▶ **WHAT IS NEEDED**:
Pick out every line in the records that contains the string "bridge" and copy each one without changes.

──────── DATA LISTING ────────

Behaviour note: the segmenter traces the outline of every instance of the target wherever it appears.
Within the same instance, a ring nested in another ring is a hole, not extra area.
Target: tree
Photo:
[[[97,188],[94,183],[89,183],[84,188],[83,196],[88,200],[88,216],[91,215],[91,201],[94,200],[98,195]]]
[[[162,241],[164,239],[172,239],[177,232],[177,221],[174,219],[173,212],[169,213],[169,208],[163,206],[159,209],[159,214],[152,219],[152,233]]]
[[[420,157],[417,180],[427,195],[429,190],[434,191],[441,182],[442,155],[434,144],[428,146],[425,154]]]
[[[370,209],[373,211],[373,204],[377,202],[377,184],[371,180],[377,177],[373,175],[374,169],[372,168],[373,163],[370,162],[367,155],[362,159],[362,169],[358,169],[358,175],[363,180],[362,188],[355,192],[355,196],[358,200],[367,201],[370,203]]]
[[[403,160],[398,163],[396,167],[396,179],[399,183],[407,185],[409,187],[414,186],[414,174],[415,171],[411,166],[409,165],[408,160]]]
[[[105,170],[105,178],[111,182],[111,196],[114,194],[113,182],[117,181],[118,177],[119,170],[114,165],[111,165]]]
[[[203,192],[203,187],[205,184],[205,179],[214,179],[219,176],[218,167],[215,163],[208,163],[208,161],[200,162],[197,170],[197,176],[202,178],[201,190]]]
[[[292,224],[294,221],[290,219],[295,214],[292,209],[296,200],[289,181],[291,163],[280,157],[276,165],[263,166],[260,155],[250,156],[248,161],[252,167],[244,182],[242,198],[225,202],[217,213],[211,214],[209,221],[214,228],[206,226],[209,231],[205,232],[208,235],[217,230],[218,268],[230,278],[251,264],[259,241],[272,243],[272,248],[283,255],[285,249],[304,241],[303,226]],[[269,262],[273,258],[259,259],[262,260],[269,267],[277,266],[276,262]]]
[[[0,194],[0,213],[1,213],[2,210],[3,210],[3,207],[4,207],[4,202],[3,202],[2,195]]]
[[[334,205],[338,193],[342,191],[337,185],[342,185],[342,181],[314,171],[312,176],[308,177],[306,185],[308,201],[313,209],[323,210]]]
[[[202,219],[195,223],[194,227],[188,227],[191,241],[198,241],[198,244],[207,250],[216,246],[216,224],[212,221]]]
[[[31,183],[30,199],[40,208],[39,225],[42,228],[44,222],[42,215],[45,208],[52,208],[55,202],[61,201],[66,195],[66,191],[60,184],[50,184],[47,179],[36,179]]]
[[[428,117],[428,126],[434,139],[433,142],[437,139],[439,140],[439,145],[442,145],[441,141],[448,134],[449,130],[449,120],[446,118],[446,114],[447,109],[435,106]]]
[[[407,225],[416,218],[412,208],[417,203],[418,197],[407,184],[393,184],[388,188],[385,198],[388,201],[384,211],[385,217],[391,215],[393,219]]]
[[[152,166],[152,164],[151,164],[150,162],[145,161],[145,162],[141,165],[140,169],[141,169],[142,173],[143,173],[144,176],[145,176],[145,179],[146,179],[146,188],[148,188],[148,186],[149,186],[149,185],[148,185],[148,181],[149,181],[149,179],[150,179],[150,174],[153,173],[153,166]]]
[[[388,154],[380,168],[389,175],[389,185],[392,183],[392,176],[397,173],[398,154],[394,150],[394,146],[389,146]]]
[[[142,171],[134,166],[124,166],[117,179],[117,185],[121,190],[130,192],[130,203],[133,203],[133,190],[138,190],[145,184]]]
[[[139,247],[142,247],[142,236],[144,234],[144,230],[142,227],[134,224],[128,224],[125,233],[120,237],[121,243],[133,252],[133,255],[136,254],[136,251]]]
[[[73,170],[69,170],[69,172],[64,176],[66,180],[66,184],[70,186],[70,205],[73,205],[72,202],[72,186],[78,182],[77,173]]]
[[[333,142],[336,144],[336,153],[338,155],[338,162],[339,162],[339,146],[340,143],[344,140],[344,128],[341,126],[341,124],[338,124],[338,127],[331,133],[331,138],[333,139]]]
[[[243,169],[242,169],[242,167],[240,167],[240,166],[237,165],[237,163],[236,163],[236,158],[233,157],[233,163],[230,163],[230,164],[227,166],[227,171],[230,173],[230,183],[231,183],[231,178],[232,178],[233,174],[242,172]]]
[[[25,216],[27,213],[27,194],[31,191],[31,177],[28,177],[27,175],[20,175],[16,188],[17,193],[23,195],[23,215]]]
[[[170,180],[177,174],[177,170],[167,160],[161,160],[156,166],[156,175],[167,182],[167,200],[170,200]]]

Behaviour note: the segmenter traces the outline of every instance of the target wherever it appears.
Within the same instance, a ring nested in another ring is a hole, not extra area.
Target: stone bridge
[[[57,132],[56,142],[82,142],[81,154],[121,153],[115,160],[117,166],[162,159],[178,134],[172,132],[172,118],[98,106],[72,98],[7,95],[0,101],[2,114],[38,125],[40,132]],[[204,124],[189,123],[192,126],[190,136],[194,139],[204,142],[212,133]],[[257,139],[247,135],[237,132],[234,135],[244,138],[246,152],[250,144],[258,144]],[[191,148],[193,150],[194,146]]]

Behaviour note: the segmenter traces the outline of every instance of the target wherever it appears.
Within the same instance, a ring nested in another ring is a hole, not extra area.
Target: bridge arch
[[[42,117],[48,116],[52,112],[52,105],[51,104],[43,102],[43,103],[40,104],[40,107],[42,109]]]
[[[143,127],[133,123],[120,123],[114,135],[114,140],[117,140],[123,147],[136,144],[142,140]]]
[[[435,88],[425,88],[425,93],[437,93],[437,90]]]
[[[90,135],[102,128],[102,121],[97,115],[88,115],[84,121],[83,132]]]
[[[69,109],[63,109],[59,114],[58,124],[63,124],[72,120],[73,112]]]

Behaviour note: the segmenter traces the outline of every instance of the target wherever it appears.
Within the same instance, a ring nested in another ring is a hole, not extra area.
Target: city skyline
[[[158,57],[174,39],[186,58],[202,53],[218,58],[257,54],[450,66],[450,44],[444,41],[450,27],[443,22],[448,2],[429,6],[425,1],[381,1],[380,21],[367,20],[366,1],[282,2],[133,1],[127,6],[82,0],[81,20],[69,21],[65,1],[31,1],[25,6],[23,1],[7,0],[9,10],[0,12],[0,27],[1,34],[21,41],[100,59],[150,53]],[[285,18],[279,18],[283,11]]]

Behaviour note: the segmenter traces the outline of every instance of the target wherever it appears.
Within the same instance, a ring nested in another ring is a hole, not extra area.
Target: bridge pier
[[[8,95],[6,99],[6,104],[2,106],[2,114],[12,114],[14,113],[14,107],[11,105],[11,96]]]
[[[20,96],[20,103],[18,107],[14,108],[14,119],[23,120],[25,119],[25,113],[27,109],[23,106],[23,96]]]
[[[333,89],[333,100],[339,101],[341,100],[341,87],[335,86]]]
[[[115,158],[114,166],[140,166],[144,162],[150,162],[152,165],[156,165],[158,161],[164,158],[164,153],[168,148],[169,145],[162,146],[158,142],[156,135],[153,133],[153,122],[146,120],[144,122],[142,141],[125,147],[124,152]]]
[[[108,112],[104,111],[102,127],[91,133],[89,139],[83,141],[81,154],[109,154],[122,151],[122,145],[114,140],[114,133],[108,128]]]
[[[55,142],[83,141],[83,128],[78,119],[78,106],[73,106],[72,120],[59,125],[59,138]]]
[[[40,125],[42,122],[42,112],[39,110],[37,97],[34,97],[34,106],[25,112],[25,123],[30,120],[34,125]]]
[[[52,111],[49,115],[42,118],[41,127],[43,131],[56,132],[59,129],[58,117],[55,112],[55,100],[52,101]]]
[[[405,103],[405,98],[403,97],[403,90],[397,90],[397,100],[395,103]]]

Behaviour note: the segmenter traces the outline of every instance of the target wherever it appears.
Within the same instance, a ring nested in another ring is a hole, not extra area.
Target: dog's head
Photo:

────────

▶ **RESPONSE BELOW**:
Target: stone bridge
Target: bridge arch
Target: bridge pier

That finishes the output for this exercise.